_Task description_
Pick up the album reviews where they end and carry them on.

The Ladybug Transistor: The Albemarle Sound (Merge) Rating: 12/20
This Brooklyn collective's third album is a pretty (if somewhat cloying) set of lushly arranged pop, recalling '60s ear candy like the Left Banke and the nascent Bee Gees mixed with a modern dash of the Magnetic Fields' deadpan moodiness. The songwriting is uneven (tellingly, the best track, "Like a Summer Rain," is a cover), but the artful layering of piano, guitars, horns and strings is enough to smooth over the awkward moments.
Arto Lindsay: Prize (Righteous Babe) Rating: 12/20
Lindsay (best known for work with the Lounge Lizards and Ambitious Lovers) returns with his fourth album of airy Brazilian pop, this time via Ani DeFranco's self-run label. The disc includes a few traces of Lindsay's old avant-noise edge (witness the title track and "Prefeelings"), but his lyrics are abstract to the point of impenetrability and there just isn't much terrain left to mine within this narrowly defined sound.
The Folk Implosion: One Part Lullaby (Interscope) Rating: 12/20
Capitalizing on their 1995 hit "Natural One," Lou Barlow and John Davis move up to Interscope for the duo's first true major-label release. The blend of hip-hop beats and flowing folk-rock is attractive, but the songs are hindered by Barlow's timid voice, claustrophobic melodies and overly familiar lyrical concerns (oh, stop deliberating and do something, already).
Paul McCartney: Run Devil Run (Capitol) Rating: 12/20
McCartney revisits his rock 'n' roll roots with this casually made set of vintage covers, adding three self-written tunes (the title song and "What It Is" are contemporary enough to fit on any McCartney album, while "Try Not to Cry" isn't). Somewhat lacking in chemistry and inspiration, his workmanlike band includes other slumming veterans such as David Gilmour (Pink Floyd), Ian Paice (Deep Purple) and Dave Mattacks (Fairport Convention), while Larry Williams' "She Said Yeah" (strong echoes of Beatlemania here), Big Joe Turner's "Honey Hush" and a Cajun version of Chuck Berry's "Brown Eyed Handsome Man" supply the most sparks.
Foo Fighters: There Is Nothing Left to Lose (Roswell) Rating: 12/20
Dave Grohl's third Foo Fighters disc is another unapologetic singles album, full of energetic playing, fat hooks and easily digested melodies...and not much more. "Stacked Actors" and "Live-In Skin" are catchy rockers, "Next Year" has a pretty flow and "Gimme Stitches" adds a gritty blues edge, but otherwise Grohl's songs are uncomfortably thin and generic.
Primus: Antipop (Interscope) Rating: 12/20
Primus makes an obvious attempt to grab the trendy rap-metal crowd here, beefing up the guitar textures, cutting back on the goofiness (both lyrically and vocally) and borrowing the talents of some appropriate mosh-pit icons (Metallica's James Hetfield, Rage Against the Machine's Tom Morello, Limp Bizkit's Fred Durst). The ongoing stagnation of the group is unmistakeable in these tuneless, compulsively jagged grooves, but "The Antipop," "Electric Uncle Sam" and "Mama Didn't Raise No Fool" excel as fist-pumping anthems, while the Tom Waits-produced "Coattails of a Dead Man" (an attack on Courtney Love?) has a warped, carnival-esque charm.

_Dataset_
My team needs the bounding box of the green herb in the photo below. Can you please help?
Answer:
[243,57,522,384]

--

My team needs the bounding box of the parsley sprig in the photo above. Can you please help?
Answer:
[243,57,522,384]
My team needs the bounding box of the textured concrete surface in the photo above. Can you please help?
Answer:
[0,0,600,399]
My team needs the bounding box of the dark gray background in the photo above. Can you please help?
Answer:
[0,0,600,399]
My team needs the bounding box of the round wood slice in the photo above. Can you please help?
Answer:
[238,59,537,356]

_Written answer_
Guided by Voices: Do the Collapse (TVT) Rating: 12/20
New label, new band members, new producer (Ric Ocasek), songs averaging over two-and-a-half minutes -- no, this batch of polished, well-produced tunes isn't the Guided by Voices we once knew and loved. However, the prime problem with this disc isn't the loss of lo-fi charm, but the erratic songwriting -- "Teenage FBI," "Wormhole," "Surgical Focus," "Things I Will Keep," "Hold on Hope" and "Wrecking Now" are nice, but the other 10 tracks range from fair ("Much Better Mr. Buckles") to terrible ("Zoo Pie").
Elf Power: A Dream in Sound (Arena Rock) Rating: 12/20
Elf Power's second album wades into the delightfully cluttered, folk-art psychedelia typical of the Elephant 6 collective, adding two distinctive traits: an odd love for shuffling, martial rhythms and -- more crucially -- weak, weak vocals. The singing problem leaves a few acoustic tracks gasping for air, but loopy assemblages like "High Atop the Silver Branches," "Will My Feet Still Carry Me Home" (which could fit in fine on an early Eno album), and the poppier "Olde Tyme Waves" are plenty of fun.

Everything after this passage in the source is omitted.